QUESTIONS >>
A. According to the news article about Jack Kevorkian and Michael Jackson's physician, what anesthetic did Dr. Conrad Murray give Jackson to help him sleep?
B. Decide whether each statement agrees with the news article about Jack Kevorkian and Michael Jackson's physician. Answer yes or no, and quote the deciding words from the article. (i) Murray has been charged with a crime. (ii) Kevorkian spoke to Fox News on Wednesday. (iii) Kevorkian left prison five years ago.
C. Pick up the news article about Jack Kevorkian and Michael Jackson's physician where it stops, and carry it forward.

━━━━━ EXCERPTED PASSAGE ━━━━━

‘Dr Death’ steps in as Jacko is finally buried
Jack Kevorkian says the pop star’s physician should not be prosecuted because he gave Jackson what he wanted
As Michael Jackson's family gather today for his private funeral in Los Angeles, an unlikely figure has entered the debate over whether he personal physician should be prosecuted over his death, which has been ruled a homicide.
Dr Jack Kevorkian, the euthanasia advocate popularly known in America as 'Dr Death', said it would be wrong to prosecute Dr Conrad Murray for administering the anaesthetic propofol to help the pop star sleep. "The patient got what he wanted," Kevorkian (above left) told Fox News on Wednesday. "He is the one who said yes or no to take a drug."
Kevorkian, a former pathologist, spent eight years in jail for assisting 130 patients commit suicide. He says he is "done" helping the terminally ill end their lives since coming out of prison two years ago.
Murray (above right) has not been charged with any crime. But since the Los Angeles coroner decided that Jackson's death was homicide, many observers are expecting the cardiologist to be indicted after admitting that he gave Jackson propofol, valium and various other drugs to deal with his chronic insomnia.

━━━━━ GIVEN DATA ━━━━━

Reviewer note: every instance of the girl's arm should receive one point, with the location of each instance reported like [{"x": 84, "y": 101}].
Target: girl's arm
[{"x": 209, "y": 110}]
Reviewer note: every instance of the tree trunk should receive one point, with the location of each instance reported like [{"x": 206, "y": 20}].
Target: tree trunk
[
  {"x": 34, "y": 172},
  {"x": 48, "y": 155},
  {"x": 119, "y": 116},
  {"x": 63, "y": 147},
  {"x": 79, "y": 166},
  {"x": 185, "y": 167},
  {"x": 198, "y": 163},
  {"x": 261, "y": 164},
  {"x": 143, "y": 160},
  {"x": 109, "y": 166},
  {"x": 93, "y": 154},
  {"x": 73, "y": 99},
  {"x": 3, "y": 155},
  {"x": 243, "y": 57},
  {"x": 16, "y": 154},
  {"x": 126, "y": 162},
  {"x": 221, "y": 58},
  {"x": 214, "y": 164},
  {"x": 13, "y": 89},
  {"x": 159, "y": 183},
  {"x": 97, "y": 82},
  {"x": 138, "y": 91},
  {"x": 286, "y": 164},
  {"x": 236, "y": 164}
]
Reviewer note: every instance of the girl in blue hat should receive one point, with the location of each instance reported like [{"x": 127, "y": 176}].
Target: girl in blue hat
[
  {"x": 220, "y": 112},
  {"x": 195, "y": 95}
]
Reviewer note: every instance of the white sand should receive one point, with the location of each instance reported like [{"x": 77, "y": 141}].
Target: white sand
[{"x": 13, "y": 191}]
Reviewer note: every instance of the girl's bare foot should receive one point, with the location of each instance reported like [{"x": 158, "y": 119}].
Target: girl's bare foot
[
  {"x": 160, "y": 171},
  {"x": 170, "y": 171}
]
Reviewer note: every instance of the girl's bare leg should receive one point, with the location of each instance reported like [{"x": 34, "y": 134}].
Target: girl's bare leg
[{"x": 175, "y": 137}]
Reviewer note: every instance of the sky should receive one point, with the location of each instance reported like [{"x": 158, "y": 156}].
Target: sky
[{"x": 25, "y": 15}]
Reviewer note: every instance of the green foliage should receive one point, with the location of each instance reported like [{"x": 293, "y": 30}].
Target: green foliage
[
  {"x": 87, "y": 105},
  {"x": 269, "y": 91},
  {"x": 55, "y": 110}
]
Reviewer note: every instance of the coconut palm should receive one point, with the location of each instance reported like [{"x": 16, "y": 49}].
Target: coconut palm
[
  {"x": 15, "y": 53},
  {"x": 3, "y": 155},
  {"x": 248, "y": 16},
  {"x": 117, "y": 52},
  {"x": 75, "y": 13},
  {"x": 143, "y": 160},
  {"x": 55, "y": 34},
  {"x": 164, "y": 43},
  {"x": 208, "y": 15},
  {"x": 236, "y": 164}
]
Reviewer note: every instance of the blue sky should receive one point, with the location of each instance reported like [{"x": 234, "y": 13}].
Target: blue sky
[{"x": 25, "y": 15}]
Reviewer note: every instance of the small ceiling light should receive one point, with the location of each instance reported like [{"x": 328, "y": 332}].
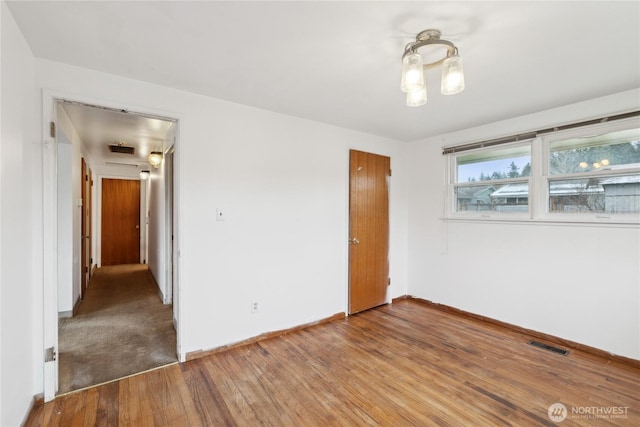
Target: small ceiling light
[
  {"x": 413, "y": 68},
  {"x": 155, "y": 158}
]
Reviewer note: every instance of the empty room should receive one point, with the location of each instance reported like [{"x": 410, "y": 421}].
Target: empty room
[{"x": 320, "y": 213}]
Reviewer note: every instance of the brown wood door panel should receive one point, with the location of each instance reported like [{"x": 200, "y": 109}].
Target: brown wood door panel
[
  {"x": 83, "y": 228},
  {"x": 368, "y": 230},
  {"x": 120, "y": 221}
]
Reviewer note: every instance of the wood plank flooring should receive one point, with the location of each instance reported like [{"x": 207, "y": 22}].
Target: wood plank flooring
[{"x": 405, "y": 364}]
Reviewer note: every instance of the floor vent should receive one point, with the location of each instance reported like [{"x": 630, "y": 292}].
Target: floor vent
[{"x": 548, "y": 347}]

━━━━━

SOLVED PROBLEMS >>
A. Propofol.

B.
(i) No: "has not been charged with any crime"
(ii) Yes: "told Fox News on Wednesday"
(iii) No: "since coming out of prison two years ago"

C.
"No, I don't think he was malicious," Kevorkian said of Murray. "Murder is defined by forethought... did the doctor have forethought? I doubt it."
Kevorkian, subject of an upcoming film starring Al Pacino, made his comments on the eve of the sunset service planned for Jackson at the Grand Mauseleum in Forest Lawn Memorial Park, Glendale.
He will be laid to rest among a host of stars - including Clark Gable, Jean Harlow and Chico Marx - in the gold coffin last seen at his memorial service on July 7.
The singer's remains have had to be stored in a refrigeration unit for the past two months while various post-mortem examinations have been carried out. His body is now reported to have now been "restored" by a make-up artist and fitted with a wig of long black hair.